● RECORDED INFORMATION
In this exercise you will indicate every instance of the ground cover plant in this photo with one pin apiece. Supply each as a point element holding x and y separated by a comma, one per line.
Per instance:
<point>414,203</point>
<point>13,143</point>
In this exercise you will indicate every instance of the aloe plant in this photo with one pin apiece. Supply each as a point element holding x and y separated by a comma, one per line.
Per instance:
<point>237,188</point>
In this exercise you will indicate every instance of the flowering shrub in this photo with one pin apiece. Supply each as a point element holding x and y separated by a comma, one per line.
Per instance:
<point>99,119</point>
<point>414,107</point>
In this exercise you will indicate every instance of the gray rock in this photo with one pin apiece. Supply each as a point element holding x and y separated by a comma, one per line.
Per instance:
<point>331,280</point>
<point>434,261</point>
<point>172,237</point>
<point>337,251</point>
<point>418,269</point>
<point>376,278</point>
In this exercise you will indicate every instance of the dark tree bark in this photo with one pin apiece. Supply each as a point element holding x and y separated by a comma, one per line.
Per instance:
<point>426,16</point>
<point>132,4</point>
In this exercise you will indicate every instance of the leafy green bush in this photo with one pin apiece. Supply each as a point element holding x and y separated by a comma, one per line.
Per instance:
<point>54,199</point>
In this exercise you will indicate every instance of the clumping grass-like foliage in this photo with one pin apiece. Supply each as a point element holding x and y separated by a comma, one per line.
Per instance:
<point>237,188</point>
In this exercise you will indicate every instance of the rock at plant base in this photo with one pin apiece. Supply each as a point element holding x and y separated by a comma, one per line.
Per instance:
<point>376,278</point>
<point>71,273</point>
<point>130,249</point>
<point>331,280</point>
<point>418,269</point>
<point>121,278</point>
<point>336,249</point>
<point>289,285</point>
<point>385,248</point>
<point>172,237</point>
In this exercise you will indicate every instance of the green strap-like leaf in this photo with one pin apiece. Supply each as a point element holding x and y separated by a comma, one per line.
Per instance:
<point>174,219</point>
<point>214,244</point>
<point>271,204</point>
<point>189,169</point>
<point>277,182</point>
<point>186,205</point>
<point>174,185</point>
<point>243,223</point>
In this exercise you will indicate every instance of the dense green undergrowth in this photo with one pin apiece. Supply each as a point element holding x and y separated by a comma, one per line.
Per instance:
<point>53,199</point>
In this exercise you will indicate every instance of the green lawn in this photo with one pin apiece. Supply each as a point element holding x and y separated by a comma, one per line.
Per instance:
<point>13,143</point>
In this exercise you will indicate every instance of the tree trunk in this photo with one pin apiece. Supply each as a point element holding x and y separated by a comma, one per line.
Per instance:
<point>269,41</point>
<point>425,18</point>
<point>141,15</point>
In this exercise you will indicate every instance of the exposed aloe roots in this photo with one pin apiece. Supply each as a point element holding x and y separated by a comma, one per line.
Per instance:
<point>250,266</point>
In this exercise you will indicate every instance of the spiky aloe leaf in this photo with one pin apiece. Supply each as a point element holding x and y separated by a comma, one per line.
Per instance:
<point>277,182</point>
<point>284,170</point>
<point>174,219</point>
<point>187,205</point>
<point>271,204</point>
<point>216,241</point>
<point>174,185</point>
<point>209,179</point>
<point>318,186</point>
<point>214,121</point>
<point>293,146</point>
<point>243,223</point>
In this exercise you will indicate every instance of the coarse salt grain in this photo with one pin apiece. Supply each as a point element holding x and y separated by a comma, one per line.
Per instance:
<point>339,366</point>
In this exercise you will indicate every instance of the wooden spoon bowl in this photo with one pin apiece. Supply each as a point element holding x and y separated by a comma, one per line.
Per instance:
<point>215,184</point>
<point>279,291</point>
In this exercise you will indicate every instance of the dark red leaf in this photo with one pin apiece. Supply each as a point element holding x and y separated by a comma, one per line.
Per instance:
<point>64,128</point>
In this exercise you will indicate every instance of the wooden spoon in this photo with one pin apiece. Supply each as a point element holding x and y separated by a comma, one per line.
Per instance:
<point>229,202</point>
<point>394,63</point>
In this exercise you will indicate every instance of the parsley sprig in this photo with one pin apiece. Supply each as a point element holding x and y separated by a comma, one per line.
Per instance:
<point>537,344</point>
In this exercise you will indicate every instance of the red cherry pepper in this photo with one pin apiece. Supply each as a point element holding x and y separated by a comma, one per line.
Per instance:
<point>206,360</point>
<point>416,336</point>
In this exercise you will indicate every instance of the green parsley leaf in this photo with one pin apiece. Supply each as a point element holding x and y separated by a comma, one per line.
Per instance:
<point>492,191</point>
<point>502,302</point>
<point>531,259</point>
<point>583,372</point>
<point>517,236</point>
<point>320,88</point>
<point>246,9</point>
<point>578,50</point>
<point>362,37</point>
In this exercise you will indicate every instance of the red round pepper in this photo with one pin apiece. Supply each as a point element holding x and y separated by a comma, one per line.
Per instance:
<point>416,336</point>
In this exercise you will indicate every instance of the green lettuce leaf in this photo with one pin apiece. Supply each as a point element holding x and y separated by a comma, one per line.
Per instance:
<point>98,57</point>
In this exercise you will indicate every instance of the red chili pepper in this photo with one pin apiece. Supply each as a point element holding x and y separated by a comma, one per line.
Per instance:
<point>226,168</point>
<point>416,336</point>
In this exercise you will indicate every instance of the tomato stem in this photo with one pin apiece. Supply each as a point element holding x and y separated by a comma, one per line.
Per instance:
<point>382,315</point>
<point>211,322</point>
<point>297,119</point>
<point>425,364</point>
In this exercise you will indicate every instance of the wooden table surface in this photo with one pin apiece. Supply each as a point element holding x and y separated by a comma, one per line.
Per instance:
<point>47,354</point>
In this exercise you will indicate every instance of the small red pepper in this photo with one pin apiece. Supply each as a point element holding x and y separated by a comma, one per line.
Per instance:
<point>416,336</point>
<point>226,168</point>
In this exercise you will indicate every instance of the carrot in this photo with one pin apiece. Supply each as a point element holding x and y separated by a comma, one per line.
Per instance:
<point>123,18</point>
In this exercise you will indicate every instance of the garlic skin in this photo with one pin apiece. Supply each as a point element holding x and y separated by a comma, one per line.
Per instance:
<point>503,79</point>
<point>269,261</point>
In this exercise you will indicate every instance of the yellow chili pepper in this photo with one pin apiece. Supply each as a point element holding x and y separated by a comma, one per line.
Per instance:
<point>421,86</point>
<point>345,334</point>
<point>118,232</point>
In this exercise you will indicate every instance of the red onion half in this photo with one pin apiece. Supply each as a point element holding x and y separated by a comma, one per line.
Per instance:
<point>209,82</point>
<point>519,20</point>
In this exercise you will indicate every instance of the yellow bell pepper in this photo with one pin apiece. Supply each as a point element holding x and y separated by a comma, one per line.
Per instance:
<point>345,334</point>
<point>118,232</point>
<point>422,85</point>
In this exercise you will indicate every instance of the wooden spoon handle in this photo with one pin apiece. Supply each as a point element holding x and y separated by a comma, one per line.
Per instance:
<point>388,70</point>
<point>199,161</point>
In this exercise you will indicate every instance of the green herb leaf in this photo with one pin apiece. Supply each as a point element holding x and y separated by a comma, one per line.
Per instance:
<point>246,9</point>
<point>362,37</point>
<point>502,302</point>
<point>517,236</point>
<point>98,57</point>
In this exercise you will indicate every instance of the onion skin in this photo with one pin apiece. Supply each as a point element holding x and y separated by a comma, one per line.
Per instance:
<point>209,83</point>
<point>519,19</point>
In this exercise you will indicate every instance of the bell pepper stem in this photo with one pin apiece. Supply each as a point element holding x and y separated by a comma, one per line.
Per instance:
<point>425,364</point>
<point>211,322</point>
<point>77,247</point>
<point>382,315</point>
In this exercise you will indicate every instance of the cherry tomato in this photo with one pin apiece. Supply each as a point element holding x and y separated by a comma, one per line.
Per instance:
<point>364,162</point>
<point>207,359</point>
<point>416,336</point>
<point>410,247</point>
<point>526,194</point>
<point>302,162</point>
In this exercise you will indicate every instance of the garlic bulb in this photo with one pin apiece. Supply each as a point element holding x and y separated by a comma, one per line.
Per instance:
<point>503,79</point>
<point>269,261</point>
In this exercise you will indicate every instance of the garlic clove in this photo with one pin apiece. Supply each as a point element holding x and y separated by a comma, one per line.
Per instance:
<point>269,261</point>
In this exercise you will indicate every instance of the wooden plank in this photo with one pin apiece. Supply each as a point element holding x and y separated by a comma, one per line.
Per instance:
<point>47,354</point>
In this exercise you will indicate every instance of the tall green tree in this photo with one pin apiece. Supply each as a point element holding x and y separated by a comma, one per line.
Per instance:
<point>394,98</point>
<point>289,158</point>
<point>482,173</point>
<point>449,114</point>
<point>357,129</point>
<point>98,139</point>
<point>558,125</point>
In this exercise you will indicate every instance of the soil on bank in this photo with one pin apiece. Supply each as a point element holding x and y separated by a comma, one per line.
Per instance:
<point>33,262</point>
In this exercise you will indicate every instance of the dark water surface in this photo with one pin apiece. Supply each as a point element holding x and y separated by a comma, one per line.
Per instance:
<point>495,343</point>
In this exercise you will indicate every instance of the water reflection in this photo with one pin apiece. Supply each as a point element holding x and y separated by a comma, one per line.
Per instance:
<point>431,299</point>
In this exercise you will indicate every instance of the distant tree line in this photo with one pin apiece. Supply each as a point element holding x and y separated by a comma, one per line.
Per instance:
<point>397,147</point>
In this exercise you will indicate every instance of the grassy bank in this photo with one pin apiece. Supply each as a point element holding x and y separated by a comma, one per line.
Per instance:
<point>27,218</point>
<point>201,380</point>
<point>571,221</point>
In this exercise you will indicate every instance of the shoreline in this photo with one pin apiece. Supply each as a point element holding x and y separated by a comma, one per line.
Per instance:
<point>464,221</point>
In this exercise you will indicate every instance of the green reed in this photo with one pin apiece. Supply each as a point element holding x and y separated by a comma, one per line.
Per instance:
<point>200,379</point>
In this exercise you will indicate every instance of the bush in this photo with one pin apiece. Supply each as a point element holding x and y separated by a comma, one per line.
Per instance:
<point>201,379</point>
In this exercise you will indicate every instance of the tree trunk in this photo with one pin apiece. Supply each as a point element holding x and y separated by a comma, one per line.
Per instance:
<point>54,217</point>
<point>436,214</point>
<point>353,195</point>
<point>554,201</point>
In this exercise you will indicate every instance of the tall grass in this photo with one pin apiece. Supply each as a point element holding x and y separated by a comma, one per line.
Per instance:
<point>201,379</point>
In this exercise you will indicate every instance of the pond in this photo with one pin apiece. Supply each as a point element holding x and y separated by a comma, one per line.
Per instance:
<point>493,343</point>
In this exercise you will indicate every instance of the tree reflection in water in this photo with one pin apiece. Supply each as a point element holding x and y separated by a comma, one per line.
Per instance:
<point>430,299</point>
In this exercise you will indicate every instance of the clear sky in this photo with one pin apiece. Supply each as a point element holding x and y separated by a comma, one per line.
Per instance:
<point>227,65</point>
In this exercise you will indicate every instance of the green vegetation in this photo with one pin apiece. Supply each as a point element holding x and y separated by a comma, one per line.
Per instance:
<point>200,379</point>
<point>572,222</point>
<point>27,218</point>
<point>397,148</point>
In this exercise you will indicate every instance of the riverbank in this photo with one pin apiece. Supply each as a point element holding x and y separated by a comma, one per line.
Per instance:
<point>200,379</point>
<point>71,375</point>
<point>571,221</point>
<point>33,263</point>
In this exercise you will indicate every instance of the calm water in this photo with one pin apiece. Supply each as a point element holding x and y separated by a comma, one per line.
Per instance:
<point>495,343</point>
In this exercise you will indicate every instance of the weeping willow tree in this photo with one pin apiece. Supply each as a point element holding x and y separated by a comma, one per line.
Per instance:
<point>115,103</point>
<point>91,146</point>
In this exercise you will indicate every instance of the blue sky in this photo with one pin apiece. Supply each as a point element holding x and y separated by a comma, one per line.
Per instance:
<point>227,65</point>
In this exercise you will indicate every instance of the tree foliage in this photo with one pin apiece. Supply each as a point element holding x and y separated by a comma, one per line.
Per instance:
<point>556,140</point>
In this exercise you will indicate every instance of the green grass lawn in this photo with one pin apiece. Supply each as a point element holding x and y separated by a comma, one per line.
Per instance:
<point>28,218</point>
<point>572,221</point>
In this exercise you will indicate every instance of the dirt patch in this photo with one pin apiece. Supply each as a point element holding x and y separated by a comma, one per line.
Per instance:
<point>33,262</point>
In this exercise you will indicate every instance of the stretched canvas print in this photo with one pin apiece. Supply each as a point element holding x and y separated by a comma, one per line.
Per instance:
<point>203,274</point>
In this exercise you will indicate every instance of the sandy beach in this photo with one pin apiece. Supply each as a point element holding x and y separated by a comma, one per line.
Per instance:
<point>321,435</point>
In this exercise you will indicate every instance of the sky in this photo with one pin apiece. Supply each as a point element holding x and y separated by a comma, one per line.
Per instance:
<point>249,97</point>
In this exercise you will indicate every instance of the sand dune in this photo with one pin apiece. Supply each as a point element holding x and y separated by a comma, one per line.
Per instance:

● STATED GOAL
Copy the entries from the first line down through the line containing "<point>54,199</point>", putting "marker" in place of "pin" and keeping everything else the same. Give only that span.

● ANSWER TO THIS TASK
In this exercise you will indicate every instance of the ground cover plant in this photo with one marker apiece. Supply each as a point element holding x and y separated by a comma, one per line.
Per instance:
<point>414,203</point>
<point>13,143</point>
In this exercise you will indicate every instance of the aloe plant in this photo with one marker apiece. Supply each as a point element holding x and y separated by a comma, one per line.
Per instance:
<point>237,188</point>
In this exercise you will indicate every instance of the flowering shrub in this photo with one marker apiece. Supply each as a point element holding x and y separated by a comma, one per line.
Per instance:
<point>99,119</point>
<point>414,107</point>
In this exercise you will indicate every instance of the gray rock in this photo with one marker apiece. Supply each as a point element holding x and y separated by a comma, one per line.
Per instance:
<point>331,280</point>
<point>434,261</point>
<point>172,237</point>
<point>337,251</point>
<point>418,269</point>
<point>376,278</point>
In this exercise you will indicate every instance of the dark tree bark in this photo with one marker apiece. Supply each as a point element holding x and y separated by a comma, one per line.
Per instance:
<point>426,16</point>
<point>132,4</point>
In this exercise you will indicate every instance of the leafy green bush in this photo with one marker apiece. Supply each as a point element holding x and y separated by a comma, one per line.
Per instance:
<point>54,199</point>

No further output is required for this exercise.